Assignment: Decide whether each statement agrees with the passage on apical dissection and urethral transection below: (a) a 30° lens is used for the apical dissection, (b) the urethra is divided sharply with scissors, (c) the assistant pulls the prostatic stay suture inferiorly. Answer yes or no for each and quote the words from the passage that decide it.

Excerpt provided:
*** Block opens ***
Apical Dissection and Urethral Transection

A meticulous apical dissection is crucial to excellent cancer control and maintenance of continence.

We have previously reported exclusively on this portion of the operation to highlight the advantages of robotic technology (13). The 0° lens is used for the apical dissection and the remainder of the operation. The bipolar cautery and scissors are used for the apical dissection. The Foley catheter is introduced. An assistant provides gentle traction by pulling the prostatic stay suture superiorly. The periurethral tissue is sharply separated from the urethra and the prostatic apex is defined. The urethra is divided sharply with scissors. Any remaining prostatic attachments are freed and the prostate is placed in an Endopouch™ Retrieverf to be removed later.
*** Block closes ***
Information shown:
*** Block opens ***
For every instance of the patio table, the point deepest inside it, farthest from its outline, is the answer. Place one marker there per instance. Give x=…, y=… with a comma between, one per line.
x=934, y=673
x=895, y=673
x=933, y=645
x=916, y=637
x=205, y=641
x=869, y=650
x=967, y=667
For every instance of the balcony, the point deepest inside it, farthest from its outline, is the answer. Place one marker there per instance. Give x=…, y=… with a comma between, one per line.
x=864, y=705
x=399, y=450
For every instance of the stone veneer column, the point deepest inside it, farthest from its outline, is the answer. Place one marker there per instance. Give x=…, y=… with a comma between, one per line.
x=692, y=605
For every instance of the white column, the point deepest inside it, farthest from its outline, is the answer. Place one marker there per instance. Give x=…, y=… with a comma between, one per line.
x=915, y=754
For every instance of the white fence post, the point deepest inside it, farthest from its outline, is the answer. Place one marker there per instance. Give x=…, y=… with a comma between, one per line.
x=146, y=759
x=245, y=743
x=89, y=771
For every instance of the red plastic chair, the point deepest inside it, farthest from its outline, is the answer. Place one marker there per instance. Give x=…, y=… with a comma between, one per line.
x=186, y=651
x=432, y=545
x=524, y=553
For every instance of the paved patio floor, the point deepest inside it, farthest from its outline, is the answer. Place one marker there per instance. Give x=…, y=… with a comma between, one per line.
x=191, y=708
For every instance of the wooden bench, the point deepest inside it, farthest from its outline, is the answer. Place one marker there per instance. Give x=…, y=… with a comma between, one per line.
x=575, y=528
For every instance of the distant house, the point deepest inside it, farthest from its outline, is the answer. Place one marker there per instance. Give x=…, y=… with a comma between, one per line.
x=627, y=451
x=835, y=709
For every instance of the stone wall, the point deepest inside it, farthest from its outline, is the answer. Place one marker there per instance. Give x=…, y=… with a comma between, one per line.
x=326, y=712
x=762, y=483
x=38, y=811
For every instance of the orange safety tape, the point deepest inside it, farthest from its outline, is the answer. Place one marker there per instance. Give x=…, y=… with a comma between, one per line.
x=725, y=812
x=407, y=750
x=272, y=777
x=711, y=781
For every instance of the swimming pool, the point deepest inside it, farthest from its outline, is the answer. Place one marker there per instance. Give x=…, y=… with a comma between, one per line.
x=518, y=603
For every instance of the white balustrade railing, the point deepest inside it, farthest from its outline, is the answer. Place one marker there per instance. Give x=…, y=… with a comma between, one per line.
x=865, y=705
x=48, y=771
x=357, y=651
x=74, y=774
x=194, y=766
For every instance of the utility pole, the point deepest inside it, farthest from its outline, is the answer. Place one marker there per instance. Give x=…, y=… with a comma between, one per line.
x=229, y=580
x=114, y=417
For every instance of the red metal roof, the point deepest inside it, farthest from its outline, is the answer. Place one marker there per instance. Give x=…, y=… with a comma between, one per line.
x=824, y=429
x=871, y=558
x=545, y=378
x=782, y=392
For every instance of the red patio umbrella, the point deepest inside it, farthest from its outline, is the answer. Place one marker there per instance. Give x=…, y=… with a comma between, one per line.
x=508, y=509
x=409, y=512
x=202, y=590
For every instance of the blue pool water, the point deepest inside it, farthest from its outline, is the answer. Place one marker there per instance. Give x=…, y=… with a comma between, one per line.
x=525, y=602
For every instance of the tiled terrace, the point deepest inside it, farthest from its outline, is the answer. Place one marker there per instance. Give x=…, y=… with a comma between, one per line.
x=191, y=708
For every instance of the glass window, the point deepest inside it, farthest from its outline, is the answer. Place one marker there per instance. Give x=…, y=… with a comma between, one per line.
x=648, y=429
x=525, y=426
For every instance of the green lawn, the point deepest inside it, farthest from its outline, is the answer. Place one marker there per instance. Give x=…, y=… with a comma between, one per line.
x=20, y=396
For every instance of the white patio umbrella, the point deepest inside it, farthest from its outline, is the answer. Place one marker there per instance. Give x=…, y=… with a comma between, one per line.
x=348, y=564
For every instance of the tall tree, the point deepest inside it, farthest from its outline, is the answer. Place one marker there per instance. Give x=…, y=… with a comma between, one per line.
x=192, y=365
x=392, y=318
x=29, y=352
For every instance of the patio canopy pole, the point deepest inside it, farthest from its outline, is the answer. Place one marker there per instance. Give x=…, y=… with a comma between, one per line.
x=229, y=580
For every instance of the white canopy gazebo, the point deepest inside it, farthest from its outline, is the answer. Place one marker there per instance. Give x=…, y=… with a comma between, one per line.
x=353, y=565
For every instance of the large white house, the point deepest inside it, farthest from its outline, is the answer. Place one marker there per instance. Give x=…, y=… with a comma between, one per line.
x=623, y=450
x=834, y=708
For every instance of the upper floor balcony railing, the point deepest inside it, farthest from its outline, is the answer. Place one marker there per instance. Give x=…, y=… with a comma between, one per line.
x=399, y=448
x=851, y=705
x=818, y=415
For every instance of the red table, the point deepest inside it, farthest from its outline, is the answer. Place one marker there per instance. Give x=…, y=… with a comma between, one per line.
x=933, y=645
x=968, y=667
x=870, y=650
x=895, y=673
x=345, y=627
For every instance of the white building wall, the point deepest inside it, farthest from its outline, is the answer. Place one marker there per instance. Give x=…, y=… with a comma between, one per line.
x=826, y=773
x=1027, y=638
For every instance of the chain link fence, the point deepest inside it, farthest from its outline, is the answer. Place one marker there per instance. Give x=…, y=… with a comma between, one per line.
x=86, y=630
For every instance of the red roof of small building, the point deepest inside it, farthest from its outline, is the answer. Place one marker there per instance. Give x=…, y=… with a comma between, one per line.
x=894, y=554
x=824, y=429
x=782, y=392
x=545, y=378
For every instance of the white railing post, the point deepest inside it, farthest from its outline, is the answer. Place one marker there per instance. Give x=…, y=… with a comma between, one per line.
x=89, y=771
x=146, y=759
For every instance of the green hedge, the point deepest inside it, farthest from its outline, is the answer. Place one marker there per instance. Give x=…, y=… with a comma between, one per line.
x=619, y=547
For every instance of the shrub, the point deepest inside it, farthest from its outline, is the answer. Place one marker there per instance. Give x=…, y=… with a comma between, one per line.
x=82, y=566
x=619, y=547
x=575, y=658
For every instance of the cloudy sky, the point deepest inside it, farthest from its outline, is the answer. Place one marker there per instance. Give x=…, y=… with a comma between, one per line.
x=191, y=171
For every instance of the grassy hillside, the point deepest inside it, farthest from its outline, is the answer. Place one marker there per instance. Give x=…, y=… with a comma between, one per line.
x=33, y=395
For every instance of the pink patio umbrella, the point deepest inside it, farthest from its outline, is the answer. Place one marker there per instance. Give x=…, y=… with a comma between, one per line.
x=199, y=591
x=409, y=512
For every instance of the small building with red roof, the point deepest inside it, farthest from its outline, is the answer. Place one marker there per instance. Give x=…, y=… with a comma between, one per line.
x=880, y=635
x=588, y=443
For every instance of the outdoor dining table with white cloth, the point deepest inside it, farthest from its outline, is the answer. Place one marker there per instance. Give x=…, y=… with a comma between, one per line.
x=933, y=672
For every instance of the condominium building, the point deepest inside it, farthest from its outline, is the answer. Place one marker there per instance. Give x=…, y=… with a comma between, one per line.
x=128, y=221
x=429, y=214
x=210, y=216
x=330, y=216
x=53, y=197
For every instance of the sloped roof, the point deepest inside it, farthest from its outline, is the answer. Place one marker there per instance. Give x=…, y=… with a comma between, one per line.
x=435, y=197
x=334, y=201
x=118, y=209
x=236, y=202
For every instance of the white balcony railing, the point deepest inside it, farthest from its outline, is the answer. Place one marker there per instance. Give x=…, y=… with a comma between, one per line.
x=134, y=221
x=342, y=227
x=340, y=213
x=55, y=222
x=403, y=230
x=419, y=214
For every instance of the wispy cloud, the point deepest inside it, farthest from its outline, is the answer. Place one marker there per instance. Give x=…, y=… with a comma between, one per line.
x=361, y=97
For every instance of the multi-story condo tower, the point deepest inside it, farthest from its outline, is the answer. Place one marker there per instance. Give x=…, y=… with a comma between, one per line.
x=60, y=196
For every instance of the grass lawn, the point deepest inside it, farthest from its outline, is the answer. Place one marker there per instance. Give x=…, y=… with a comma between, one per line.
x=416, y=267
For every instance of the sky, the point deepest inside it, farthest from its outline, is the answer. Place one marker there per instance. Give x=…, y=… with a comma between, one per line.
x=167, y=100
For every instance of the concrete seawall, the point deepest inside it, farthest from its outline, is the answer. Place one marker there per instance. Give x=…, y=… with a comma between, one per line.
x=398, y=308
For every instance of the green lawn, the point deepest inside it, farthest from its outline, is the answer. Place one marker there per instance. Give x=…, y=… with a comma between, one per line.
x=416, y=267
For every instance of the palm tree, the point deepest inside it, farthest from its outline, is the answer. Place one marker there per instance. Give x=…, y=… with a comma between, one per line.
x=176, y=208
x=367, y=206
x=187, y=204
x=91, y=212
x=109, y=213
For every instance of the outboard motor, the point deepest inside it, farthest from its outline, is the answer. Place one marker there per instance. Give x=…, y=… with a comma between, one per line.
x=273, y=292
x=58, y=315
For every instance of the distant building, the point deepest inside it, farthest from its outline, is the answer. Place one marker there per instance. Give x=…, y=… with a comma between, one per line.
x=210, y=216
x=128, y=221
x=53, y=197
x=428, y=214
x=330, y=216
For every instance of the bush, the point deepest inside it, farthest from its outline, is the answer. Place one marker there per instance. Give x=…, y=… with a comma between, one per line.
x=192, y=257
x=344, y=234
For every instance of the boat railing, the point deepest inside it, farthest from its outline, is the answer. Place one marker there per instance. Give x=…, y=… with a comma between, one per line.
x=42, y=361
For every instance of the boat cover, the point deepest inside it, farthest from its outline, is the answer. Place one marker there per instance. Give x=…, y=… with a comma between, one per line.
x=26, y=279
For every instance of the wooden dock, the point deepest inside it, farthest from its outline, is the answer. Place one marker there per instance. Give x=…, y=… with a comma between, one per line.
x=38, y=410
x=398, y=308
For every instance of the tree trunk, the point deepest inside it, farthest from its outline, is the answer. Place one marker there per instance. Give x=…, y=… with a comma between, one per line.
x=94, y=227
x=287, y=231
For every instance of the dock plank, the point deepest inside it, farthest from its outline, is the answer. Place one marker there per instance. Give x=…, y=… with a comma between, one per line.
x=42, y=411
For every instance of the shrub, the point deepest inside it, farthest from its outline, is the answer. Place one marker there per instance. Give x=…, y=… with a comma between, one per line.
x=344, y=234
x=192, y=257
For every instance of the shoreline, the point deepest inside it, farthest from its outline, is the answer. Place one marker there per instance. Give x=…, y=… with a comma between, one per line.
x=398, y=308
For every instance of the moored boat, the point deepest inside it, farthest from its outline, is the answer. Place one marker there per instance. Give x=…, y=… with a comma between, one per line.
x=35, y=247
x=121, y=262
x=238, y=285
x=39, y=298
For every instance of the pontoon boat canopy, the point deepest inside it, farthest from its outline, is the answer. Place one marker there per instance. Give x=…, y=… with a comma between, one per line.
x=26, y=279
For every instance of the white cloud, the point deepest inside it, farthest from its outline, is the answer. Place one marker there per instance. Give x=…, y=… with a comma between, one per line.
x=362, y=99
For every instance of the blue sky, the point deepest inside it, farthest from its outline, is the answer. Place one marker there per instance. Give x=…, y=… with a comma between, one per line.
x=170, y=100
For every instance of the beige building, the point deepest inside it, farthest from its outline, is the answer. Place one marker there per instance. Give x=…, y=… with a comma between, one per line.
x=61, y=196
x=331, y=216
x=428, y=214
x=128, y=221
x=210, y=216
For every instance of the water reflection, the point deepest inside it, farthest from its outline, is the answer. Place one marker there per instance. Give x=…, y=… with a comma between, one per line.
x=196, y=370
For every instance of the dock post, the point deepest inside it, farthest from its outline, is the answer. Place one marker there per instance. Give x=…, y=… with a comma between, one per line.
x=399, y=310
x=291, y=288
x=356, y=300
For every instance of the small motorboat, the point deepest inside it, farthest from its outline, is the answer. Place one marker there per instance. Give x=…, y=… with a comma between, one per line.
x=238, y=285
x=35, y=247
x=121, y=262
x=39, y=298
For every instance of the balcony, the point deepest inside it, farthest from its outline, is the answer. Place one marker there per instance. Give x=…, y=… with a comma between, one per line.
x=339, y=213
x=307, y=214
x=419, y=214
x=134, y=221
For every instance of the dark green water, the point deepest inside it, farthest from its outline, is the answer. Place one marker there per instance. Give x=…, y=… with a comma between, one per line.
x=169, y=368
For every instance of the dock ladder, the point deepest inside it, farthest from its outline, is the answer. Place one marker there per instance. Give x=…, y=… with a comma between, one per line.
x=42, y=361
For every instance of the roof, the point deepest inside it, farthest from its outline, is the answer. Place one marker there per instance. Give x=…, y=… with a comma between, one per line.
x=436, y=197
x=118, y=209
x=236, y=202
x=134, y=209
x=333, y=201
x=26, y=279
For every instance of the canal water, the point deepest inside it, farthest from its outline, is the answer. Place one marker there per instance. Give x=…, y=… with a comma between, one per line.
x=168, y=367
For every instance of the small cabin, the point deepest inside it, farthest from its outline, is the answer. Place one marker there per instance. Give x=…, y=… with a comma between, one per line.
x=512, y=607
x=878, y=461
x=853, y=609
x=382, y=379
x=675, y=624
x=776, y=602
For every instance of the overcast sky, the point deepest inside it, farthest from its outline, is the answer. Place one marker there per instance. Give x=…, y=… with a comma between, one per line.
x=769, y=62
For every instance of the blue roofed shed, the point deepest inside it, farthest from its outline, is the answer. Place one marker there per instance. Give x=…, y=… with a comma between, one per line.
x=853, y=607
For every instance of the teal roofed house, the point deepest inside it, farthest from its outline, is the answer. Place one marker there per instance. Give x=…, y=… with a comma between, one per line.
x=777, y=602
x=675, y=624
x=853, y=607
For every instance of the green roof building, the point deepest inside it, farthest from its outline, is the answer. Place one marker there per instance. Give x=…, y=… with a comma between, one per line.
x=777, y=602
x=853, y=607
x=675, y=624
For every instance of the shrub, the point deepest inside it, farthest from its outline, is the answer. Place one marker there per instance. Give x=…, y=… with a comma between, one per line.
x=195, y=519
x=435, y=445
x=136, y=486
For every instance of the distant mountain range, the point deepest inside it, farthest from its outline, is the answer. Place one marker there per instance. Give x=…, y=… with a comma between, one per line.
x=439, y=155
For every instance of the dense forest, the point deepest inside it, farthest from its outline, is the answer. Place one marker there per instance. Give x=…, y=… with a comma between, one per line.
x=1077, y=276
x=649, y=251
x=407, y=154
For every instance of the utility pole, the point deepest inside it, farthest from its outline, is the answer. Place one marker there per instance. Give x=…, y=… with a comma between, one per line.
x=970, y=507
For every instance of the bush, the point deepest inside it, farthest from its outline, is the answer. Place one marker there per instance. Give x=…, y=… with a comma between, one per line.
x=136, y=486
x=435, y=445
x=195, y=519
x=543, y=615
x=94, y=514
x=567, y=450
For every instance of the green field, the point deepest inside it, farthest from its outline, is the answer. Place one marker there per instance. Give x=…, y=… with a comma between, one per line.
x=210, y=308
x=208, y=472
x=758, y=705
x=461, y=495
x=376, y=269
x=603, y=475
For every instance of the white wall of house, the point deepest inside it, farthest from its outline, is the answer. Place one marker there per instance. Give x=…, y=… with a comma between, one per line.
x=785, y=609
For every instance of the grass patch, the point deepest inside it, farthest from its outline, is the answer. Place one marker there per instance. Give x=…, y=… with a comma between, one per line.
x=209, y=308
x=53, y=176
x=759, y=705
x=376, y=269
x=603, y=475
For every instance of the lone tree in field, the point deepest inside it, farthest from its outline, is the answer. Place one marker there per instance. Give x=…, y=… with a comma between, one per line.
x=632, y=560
*** Block closes ***
Answer to this exercise:
(a) No: "The 0° lens is used for the apical dissection and the remainder of the operation."
(b) Yes: "The urethra is divided sharply with scissors."
(c) No: "An assistant provides gentle traction by pulling the prostatic stay suture superiorly."